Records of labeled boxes
::::::::::
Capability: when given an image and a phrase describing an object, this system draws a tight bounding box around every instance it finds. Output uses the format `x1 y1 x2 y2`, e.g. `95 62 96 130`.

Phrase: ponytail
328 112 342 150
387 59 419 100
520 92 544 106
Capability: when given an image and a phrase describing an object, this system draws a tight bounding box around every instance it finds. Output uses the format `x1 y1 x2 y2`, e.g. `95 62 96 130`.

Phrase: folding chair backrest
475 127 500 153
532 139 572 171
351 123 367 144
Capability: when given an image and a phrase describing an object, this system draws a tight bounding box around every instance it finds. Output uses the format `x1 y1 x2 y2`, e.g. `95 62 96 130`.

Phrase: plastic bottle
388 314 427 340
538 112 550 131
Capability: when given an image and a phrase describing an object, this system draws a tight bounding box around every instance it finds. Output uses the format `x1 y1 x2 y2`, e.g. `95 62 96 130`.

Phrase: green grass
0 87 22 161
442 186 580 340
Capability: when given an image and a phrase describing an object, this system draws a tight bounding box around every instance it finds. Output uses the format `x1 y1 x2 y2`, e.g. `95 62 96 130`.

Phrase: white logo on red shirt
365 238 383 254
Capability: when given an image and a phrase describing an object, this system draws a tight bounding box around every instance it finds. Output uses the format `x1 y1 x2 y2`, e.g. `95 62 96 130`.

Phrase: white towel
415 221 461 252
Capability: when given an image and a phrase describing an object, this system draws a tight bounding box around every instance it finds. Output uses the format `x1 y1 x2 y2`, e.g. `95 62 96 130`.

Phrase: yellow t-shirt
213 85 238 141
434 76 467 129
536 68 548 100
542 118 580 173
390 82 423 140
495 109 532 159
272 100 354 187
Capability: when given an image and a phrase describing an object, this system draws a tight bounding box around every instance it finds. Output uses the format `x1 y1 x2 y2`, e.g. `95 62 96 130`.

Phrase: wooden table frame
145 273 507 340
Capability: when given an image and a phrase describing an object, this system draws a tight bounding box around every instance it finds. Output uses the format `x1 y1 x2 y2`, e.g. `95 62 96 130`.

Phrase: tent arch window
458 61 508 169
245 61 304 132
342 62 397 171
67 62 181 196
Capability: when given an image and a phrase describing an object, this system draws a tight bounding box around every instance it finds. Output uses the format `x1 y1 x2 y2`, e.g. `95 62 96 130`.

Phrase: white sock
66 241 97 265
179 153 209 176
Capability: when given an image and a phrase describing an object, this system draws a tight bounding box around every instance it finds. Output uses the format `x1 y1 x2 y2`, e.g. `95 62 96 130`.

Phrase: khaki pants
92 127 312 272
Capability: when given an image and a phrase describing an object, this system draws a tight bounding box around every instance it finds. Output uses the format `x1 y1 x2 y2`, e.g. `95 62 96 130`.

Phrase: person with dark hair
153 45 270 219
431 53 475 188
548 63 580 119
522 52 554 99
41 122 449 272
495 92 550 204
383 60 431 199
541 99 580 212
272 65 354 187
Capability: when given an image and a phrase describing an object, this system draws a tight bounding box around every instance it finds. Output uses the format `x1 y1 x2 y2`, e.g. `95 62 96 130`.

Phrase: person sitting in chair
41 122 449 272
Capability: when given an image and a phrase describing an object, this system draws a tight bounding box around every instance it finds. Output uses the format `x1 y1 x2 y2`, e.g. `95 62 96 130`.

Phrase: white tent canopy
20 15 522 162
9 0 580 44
::::::::::
Stated goal: Switch each "bounding box" in the listing to "rectangle", then write out the whole listing again with nothing else altered.

Expected answer:
Capability: when given an image and a phrase describing an object, this system draws a tight rectangle around every instance it finds. Output uses the format `x1 y1 x2 y2`, e.g. `95 62 96 130`.

Phrase: ponytail
328 112 342 150
387 59 419 100
520 92 544 106
Capability: when given an image and a phrase describing an object, this system draws a tight rectangle around every instance it finds. Output uses the format `x1 y1 x2 y2`, e.g. `95 62 96 130`.

Phrase: folding chair backrest
475 127 500 153
532 139 572 171
351 123 367 144
Capability: when given an image and a phrase describing an object, this system draws a tight rectangle around every instance it finds. Output uses the format `x1 y1 x2 y2`, e.g. `95 62 96 130`.

Phrase: plastic bottle
388 314 427 340
538 112 550 131
Capability: when given an image and a phrase describing an object, this system draws a tight rectangle around every instance it finds. Output uses the format `x1 y1 x2 y2`, e.g. `95 62 96 130`.

Phrase: green grass
0 87 22 161
442 186 580 340
Capability: when given an image and a phrase describing an object, this system draws a tight rectangle around every instance it finds. Output uses the format `x1 y1 x2 y2`, e.g. `95 62 96 130`.

Phrase: white logo on red shirt
365 238 383 254
Capability: when given an image and a phrase describing an object, this system draws a tight rectangle around every instance it finds. Output uses the format `x1 y1 x2 y2`, e.g. `95 62 96 130`.

Phrase: white towel
415 221 461 252
Capability: when given an image and a phrase describing an object, this system draws a tight rectangle around every instance it finds. Output uses the format `x1 y1 x2 y2`, e.g. `95 62 96 130`.

Phrase: yellow t-shirt
213 85 238 141
434 76 467 129
536 68 548 100
542 118 580 173
390 82 423 140
495 109 532 159
272 100 354 187
Capability: when given an image and a phrase describing an object, this system draws a tight rectangle around every instance it finds. Output uses the format `x1 y1 x2 y2`, e.g. `95 62 96 130`.

Phrase: wooden table frame
145 273 507 340
Capability: when given an image and a phrase describing an object, this system draws a tight rectangle around every instance it finds. Output uses the format `x1 y1 x2 y2`, e.g. `95 62 96 130`.

Phrase: tent arch window
458 61 508 169
245 61 304 132
342 62 397 171
67 62 181 196
Capability: when given an image and a phrase describing an object, this system draws a tight rectangle around every instance it finds. Output uses the format `x1 y1 x2 y2`, e.g. `95 62 96 130`.

Phrase: white sock
66 241 97 265
179 153 209 176
Capability: when given an image and a phrase describing an object, this system draws a tight rectangle around every instance it finds. Output uses the format `x1 y1 x2 y2`, e.g. `95 62 96 130`.

Phrase: khaki pants
92 127 312 272
Capability: when given an image and a phrase describing an object, this system draws a tight rectangle around every instance it finds. Output uses the format `x1 y1 x2 y2`, e.g. `95 62 96 130`.

Phrase: person with dark hair
153 45 270 219
431 53 475 188
548 63 580 119
522 52 554 99
41 122 449 272
495 92 550 204
383 60 431 199
541 99 580 212
272 65 354 187
Capability: when given an image and a phrase describing an object, this system draws a tight rectangle around every instance it finds. Output uses the format `x1 y1 x2 y2`, e.g. `95 62 96 130`.

Phrase: person sitting in chair
41 122 449 272
Capability: when given an image and a phrase describing an object, this system draws a tight rectangle around every instance it finds. Output uses the format `x1 y1 x2 y2`, e.g. `95 62 96 130`.

Phrase: white tent canopy
20 15 522 162
9 0 580 44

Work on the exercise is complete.